# start of Document text
I read this book about 9-Aug-2001. I've read this book before. The book is copyright 2000. This note was last modified Saturday, 03-May-2014 08:20:53 PDT.

This is book 8 of the "Jack Ryan" series.

This note contains spoilers for the book.


The Hunt for Red October [order from Amazon.com] Order from Amazon.co.uk
The Sum of all Fears [order from Amazon.com] Order from Amazon.co.uk

I thought The Hunt For Red October was quite a good book. I also enjoyed The Sum of all Fears quite a lot; perhaps more than the book deserved. But how could I dislike a book that allowed the terrorists to blow up the superbowl? (I've always hated American team sports). (Um, sorry for the spoiler, if you haven't already read that one).

I guess that's intended as damning with faint praise. I don't think Tom Clancy is all that good, and I think he's gotten lazy over the years. On the other hand, as you can see, I do buy and read his books sometimes still.

He's already annoying me with universe skew in this one; Jack Ryan and company are making snide Clinton references. Can't be by name, since there was no President Clinton in that timeline, but references to inappropriate activities with interns. I don't have any quarrel with his saying it's inappropriate; it's a legitemate opinion, at least. But it didn't happen in the universe where the characters are discussing it. There's no referent for what they're saying. If it was a big deal, it would have been mentioned in previous books, and it wasn't. So it's just more knee-jerk Clinton bashing. Bah, humbug.

Then there's the reference to China being the last really Marxist country left. Of course in the time-line of these books that might be true by fiat; but nothing has been said of the collapse of Cuba there, for example.

I differ with his position on abortion, and find his heavy-handed propagandizing insulting and narrow. But that's pretty much to be expected, eh? And I won't absolutely swear I think Clancy shares Ryan's position. Ryan's wife is specifically said to not entirely agree with her husband here. The presentation, overall, feels heavy-handed with True Belief, but that one detail casts doubt on my interpretation.

Now, on to something I really understand—the clever scheme by which the internal notes from the Chinese Politburo get back to the CIA. At least one thing is stupidly wrong. The program is set up to transmit via dial-up modem only when the system has been idle for a while and while the system is in power-save shutdown. This is blatant idiocy; it means unexplainable outbound calls from one of the computers in a highly-sensitive installation. In fact there's an event when a janitor pointedly doesn't notice that the modem is on and the computer is doing stuff late at night.
# end of Document text
# start of Material supplied
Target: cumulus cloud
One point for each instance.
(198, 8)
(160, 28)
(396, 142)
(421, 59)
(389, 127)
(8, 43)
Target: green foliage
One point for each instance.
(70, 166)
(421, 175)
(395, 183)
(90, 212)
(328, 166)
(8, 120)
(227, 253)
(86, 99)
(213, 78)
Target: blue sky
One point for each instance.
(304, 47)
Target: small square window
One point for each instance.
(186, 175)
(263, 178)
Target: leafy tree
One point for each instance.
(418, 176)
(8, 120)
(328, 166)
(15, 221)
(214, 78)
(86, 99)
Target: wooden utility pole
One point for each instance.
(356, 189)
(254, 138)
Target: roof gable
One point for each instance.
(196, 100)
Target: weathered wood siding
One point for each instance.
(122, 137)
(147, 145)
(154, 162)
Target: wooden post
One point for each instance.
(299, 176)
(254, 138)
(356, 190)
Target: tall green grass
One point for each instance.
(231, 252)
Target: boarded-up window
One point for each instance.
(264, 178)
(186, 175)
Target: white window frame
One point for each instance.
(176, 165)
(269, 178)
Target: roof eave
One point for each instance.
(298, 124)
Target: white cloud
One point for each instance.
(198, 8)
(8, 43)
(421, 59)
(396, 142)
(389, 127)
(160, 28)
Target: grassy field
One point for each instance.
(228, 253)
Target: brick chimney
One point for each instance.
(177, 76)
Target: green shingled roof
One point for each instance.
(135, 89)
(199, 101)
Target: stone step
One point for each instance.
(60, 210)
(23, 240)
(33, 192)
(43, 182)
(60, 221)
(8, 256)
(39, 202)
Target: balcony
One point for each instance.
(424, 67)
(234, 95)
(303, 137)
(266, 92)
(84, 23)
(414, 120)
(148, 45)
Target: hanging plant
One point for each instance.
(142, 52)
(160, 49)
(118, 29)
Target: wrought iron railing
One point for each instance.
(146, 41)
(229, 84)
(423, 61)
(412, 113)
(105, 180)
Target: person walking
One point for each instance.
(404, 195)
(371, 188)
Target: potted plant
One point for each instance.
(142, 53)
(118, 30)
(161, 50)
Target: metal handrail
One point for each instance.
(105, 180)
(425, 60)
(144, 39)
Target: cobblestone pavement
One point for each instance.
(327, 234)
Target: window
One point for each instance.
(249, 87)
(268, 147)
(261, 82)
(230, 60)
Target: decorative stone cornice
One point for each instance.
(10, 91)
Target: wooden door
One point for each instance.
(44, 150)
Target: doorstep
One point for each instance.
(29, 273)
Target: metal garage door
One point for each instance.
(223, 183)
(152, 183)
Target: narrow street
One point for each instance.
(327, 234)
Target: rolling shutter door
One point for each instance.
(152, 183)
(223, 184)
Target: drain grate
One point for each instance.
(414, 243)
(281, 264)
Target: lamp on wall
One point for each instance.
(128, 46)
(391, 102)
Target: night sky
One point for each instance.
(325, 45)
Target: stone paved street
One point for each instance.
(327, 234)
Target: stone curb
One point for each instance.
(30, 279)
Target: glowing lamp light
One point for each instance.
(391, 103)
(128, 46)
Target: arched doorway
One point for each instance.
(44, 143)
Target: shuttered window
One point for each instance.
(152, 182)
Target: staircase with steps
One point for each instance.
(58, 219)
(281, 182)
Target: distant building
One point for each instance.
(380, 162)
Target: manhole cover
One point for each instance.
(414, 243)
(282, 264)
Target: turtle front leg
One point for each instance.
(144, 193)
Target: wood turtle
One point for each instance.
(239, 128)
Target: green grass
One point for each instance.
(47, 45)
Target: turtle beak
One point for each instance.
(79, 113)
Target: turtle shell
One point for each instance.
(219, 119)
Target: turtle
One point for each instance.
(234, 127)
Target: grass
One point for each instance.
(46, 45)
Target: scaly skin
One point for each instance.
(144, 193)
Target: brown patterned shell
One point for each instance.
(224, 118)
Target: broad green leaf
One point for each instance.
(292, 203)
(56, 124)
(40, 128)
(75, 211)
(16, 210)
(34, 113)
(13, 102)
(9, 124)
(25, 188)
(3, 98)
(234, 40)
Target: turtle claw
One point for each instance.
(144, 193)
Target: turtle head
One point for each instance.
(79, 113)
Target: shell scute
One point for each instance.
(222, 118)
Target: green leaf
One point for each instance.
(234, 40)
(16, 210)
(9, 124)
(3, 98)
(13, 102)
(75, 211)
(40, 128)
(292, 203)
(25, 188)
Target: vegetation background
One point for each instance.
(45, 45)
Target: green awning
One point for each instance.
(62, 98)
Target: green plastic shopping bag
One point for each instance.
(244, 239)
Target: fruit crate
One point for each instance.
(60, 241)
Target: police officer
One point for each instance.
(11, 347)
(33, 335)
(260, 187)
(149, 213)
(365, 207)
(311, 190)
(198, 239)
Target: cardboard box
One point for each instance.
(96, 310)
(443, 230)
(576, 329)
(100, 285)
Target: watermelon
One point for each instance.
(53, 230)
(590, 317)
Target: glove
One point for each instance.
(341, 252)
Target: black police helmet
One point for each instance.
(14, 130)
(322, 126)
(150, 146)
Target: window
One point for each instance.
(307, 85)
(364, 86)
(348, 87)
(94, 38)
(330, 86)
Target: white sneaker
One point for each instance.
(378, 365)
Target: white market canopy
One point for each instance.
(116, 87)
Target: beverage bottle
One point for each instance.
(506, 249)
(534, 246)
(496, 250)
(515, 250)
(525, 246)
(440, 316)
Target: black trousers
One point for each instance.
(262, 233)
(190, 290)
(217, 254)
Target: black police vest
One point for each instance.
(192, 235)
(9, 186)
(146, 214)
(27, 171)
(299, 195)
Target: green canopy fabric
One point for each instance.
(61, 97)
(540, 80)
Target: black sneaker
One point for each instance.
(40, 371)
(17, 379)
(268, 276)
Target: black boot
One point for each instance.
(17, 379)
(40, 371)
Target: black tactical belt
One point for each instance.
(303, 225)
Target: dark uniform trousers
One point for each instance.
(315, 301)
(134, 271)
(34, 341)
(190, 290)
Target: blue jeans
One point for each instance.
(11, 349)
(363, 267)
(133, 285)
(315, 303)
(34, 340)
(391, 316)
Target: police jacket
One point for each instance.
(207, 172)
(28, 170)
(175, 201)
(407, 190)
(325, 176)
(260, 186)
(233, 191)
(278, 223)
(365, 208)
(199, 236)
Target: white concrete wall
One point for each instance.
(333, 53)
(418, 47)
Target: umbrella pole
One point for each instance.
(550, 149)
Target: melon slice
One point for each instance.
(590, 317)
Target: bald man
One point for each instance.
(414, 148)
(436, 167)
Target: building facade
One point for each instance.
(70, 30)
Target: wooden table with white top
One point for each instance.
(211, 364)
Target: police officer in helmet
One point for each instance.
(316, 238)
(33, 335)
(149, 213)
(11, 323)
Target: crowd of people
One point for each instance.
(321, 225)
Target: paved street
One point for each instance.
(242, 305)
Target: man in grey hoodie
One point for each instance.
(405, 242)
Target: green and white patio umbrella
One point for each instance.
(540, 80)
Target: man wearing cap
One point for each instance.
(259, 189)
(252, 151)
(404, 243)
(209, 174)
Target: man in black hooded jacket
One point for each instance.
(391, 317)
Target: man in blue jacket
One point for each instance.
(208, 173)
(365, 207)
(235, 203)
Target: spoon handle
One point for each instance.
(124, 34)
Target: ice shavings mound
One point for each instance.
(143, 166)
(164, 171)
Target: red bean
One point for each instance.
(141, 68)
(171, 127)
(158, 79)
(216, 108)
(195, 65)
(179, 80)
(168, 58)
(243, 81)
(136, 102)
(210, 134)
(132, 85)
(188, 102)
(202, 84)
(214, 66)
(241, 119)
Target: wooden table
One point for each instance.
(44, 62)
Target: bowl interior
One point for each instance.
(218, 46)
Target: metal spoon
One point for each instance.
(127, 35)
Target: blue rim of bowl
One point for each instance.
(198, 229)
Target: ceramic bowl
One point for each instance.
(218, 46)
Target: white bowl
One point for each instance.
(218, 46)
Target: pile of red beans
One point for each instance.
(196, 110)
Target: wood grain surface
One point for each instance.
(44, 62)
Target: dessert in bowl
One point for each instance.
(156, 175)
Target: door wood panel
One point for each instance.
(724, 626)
# end of Material supplied
▶ Requirements:
1. Print everything in the book review from "I differ with" down to "on my interpretation.".
2. In the book review, which number does this book have in the "Jack Ryan" series?
3. Pick up the book review where it stops and continue it.

▶ Expected outputs:
1.
I differ with his position on abortion, and find his heavy-handed propagandizing insulting and narrow. But that's pretty much to be expected, eh? And I won't absolutely swear I think Clancy shares Ryan's position. Ryan's wife is specifically said to not entirely agree with her husband here. The presentation, overall, feels heavy-handed with True Belief, but that one detail casts doubt on my interpretation.

2. It is book 8.

3.
What they should have done is had the computer package up the information during down-time, surely, but transmit it only when the normal user of the computer has it dialed in. This will prevent unexplained phone calls; it will take a more sophisticated level of monitoring to detect (they'd have to be monitoring individual packet destinations, instead of just phone calls). Since the modem is internal, there's no real chance that somebody will notice that the outbound traffic is excessive. And normal web browsing is nearly all inbound traffic, so it won't interfere with that even without special attempts to take second place.

Of course, having the secratary to a Politburo member using the same computer she keeps highly secret documents on to do dial-up web browsing is insane in the first place.

Seems like his writing is slipping, too. I'm getting really tired of "honey-bunny" and various other unbelievable cutesy pseudo-intimate slang.

As usual, Clancy brings his books to a satisfactory conclusion for his main characters. Jack Ryan has survived a second nuclear war, and prevented it from spreading beyond a single launch (and no detonation). Clark and Chavez have saved the US for a th time, and survived themselves.

This book actually used up 5 days of my reading time. At 1137 pages, I guess that's not too slow a reading rate. I think it got to that size by not being polished or edited at all, though. Clancy has for a long time been too big a fish for his editors to help him against his will, and in fact they're probably afraid to try (unless he's made it very clear he really wants it). After all, an author at Clancy's level is far more important to any publisher than any of their editors are, and the editors all know it.

I don't know why I reread this book. It wasn't worth it.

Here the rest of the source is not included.